EXCERPTED DATA -
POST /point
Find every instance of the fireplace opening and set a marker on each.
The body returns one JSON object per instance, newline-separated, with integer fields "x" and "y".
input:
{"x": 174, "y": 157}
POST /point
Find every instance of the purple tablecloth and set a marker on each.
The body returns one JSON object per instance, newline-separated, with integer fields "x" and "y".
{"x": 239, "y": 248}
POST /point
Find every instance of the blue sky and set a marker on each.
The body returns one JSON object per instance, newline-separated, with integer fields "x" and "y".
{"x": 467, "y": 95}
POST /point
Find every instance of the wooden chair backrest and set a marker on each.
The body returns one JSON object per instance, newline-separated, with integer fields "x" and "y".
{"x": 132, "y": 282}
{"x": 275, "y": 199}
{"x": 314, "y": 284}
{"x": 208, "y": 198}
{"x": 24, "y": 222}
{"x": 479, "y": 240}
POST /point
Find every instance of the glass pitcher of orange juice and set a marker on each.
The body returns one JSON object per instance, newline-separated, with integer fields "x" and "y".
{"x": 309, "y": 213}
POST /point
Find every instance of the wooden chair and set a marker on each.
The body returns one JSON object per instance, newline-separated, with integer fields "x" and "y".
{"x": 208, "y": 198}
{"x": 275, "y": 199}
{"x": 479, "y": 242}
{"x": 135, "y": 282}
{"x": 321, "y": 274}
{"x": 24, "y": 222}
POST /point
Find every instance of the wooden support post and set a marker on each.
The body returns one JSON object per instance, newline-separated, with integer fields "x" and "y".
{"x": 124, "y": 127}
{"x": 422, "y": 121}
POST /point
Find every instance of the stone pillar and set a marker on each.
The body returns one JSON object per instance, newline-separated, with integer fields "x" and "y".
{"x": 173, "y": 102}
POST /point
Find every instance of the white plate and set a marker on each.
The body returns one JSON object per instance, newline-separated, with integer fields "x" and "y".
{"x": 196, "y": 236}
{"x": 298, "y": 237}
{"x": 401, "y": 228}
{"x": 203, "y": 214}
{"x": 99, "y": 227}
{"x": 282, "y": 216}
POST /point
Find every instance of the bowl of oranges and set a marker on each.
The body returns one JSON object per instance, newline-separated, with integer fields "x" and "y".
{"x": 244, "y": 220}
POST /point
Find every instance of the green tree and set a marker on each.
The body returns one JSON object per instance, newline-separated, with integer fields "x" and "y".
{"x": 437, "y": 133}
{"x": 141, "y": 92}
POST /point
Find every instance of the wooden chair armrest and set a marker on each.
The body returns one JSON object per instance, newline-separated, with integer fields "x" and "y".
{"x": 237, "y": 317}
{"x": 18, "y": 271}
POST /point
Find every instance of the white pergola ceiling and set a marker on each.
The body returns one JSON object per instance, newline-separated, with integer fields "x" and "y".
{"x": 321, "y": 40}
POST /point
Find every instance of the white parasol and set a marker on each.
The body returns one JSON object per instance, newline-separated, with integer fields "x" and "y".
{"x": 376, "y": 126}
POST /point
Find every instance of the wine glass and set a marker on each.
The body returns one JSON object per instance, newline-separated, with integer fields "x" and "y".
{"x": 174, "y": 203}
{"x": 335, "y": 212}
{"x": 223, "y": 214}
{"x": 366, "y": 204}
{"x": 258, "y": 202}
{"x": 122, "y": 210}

GIVEN TASK - All of the lines above must be returned exactly.

COMPLETE RESPONSE -
POST /point
Find every instance of the fireplace opening and set a marker on each.
The body returns one JSON object per instance, newline-separated, with integer fields "x" and "y".
input:
{"x": 174, "y": 157}
POST /point
Find every instance of the purple tablecloth and set a marker on each.
The body returns one JSON object per instance, newline-separated, with integer fields "x" and "y".
{"x": 239, "y": 248}
POST /point
Find every instance of the blue sky and set a marker on each.
The body returns one JSON object per instance, newline-separated, with integer fields "x" and "y".
{"x": 467, "y": 95}
POST /point
Find every instance of the wooden chair backrest and set a marker on each.
The body returns one JSON object per instance, newline-separated, with integer fields "x" and "y".
{"x": 132, "y": 282}
{"x": 275, "y": 199}
{"x": 314, "y": 284}
{"x": 208, "y": 198}
{"x": 24, "y": 222}
{"x": 479, "y": 240}
POST /point
Find every instance of the glass pitcher of orange juice and set a marker on each.
The body returns one JSON object per instance, newline-separated, with integer fields "x" and "y".
{"x": 309, "y": 213}
POST /point
Find every instance of the wooden chair and set a marker on each.
The body returns one JSON object per instance, newline-separated, with integer fields "x" and "y".
{"x": 208, "y": 198}
{"x": 275, "y": 199}
{"x": 479, "y": 242}
{"x": 135, "y": 282}
{"x": 321, "y": 274}
{"x": 24, "y": 222}
POST /point
Find every instance of the wooden support post and set a marker on each.
The body returns one JSON object per instance, newline-separated, with integer fields "x" and "y".
{"x": 124, "y": 127}
{"x": 422, "y": 121}
POST /point
Find every instance of the stone pillar and set a marker on each.
The body returns one JSON object per instance, newline-separated, with integer fields "x" and "y".
{"x": 173, "y": 102}
POST /point
Find every instance of the white plate and set a marker on each.
The body returns one JSON object per instance, newline-separated, with integer fields "x" and "y".
{"x": 196, "y": 236}
{"x": 298, "y": 237}
{"x": 401, "y": 228}
{"x": 203, "y": 214}
{"x": 99, "y": 227}
{"x": 282, "y": 216}
POST /point
Find every instance of the bowl of oranges and set a marker on each.
The body returns one JSON object per instance, newline-separated, with integer fields "x" and "y".
{"x": 244, "y": 220}
POST /point
Find every instance of the green tree and set a marker on each.
The body returns one JSON object per instance, newline-separated, with integer fields "x" and "y".
{"x": 437, "y": 133}
{"x": 141, "y": 92}
POST /point
Find every instance of the wooden chair armrest and set a marker on each.
The body returns one JSON object per instance, newline-separated, with integer fields "x" and "y".
{"x": 237, "y": 317}
{"x": 18, "y": 271}
POST /point
Find every instance of the white pergola ceiling and set a marker on each.
The body returns one JSON object per instance, newline-separated, with integer fields "x" and "y".
{"x": 321, "y": 40}
POST /point
Find every instance of the white parasol and set a marker on each.
The body returns one JSON object per instance, newline-separated, with integer fields "x" and "y".
{"x": 376, "y": 126}
POST /point
Find every instance of the wine glass and set a marker on each.
The body returns one JSON object per instance, newline-separated, with integer fields "x" and "y".
{"x": 174, "y": 203}
{"x": 335, "y": 212}
{"x": 223, "y": 214}
{"x": 366, "y": 204}
{"x": 258, "y": 202}
{"x": 122, "y": 210}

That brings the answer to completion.